**Assignment 1**
Return the part of the Lazarus sermon below from "Well, not exactly." to "in his death.", copied word for word.
**Assignment 2**
Answer these questions using the Lazarus sermon below, one per line:
(a) Which verse number is cited for the chief priests' plan to put Lazarus to death?
(b) In what magazine did Frederick Niedner reflect on that passage?
(c) In which book does Paul speak of being baptized into Christ's death?

**Page text**
• • • •
Certainly we can sympathize with the Martha’s anger. When, despite our prayers, someone we love dies, it’s not unusual for us to become angry with God; some people will even fire God for being an unreliable guardian. But in the case of Lazarus, Jesus seems to come through after all. He goes to the tomb, orders the stone to be rolled away, calls Lazarus back from the dead, and watches as Lazarus stumbles out of the tomb still dressed in his mummy outfit but apparently alive and well. The sisters are thrilled, Lazarus gets a second lease on life, and everyone lives happily ever after. The end.
Well, not exactly. The irony in this story is that it is this act of restoring life to Lazarus that sets in motion the events that lead, not only to Jesus’ death, but to the death of Lazarus as well. In the next chapter, we read, “So the chief priests planned to put Lazarus also to death.” (12:10). Reflecting on this passage in Christian Century magazine, Frederick Niedner writes, “ How odd that Jesus would raise his friend from death only to enroll him in a brief venture that would get them both killed.” Isn’t that ironic? It sounds like Jesus called Lazarus back to life only to share in his death.
What’s apparent is that John has artfully woven together two stories. The death and resurrection of Lazarus is fused into the larger story of Jesus’ death and resurrection. As Fred Craddock noted, “The passion of Jesus bleeds through the surface of this story…And so the reader sees in and through the Lazarus story the Jesus story.” Notice, for example, how Jesus’ approach to Lazarus’ tomb sounds much like the descriptions of his own death. Jesus is troubled and weeping; the tomb is not far from Jerusalem; the tomb is a cave with a large stone covering the opening; the stone is rolled away; Jesus cries with a loud voice; the grave cloth is left at the tomb. Sound familiar? Clearly, this is not a conventional miracle story about how Jesus raised Lazarus so that he could enjoy a few bonus years. Rather, on a deeper level, it’s about how God gave life to the world through the death and resurrection of Jesus, a life in which Lazarus is invited to share.
Say, this story is beginning to have a baptismal ring to it. In our baptism, like Lazarus, we die with Christ. “Do you not know, “declares Paul in Romans, “that all of us who have been baptized into Christ Jesus were baptized into his death? Therefore we have been buried with him by baptism into death, so that, just as Christ was raised from the dead by the glory of the Father, so we too might walk in newness of life.”
• • • •
**Exercise data**

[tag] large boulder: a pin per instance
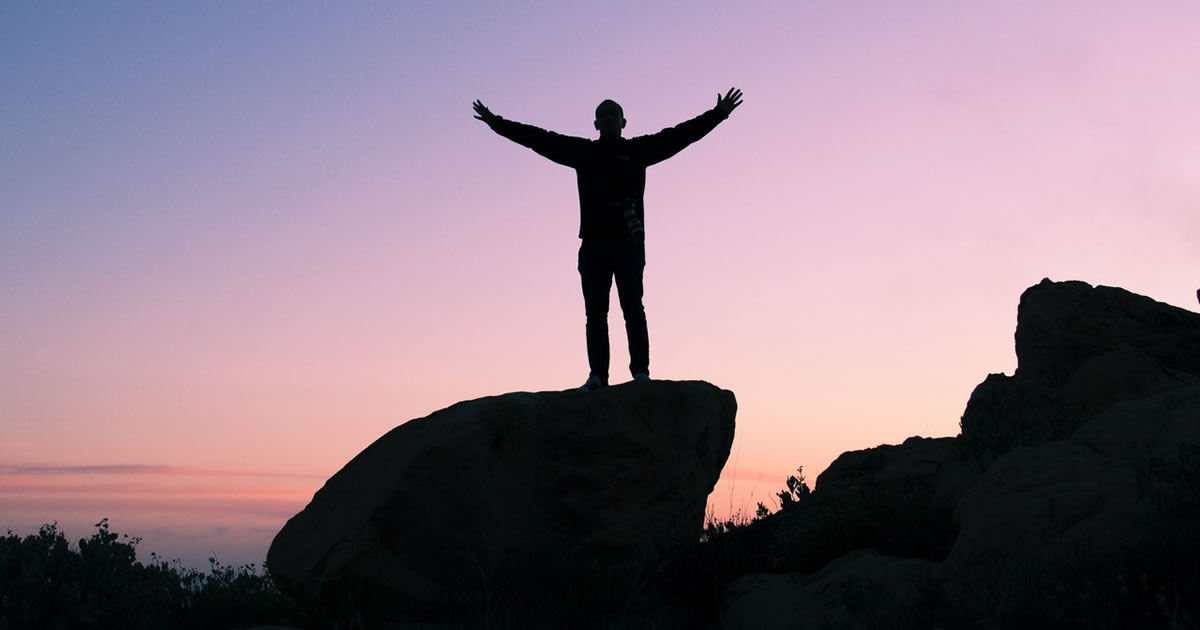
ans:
(459, 507)
(1080, 349)
(833, 597)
• • • •
**Expected answer 1**
Well, not exactly. The irony in this story is that it is this act of restoring life to Lazarus that sets in motion the events that lead, not only to Jesus’ death, but to the death of Lazarus as well. In the next chapter, we read, “So the chief priests planned to put Lazarus also to death.” (12:10). Reflecting on this passage in Christian Century magazine, Frederick Niedner writes, “ How odd that Jesus would raise his friend from death only to enroll him in a brief venture that would get them both killed.” Isn’t that ironic? It sounds like Jesus called Lazarus back to life only to share in his death.

**Expected answer 2**
(a) 12:10
(b) Christian Century
(c) Romans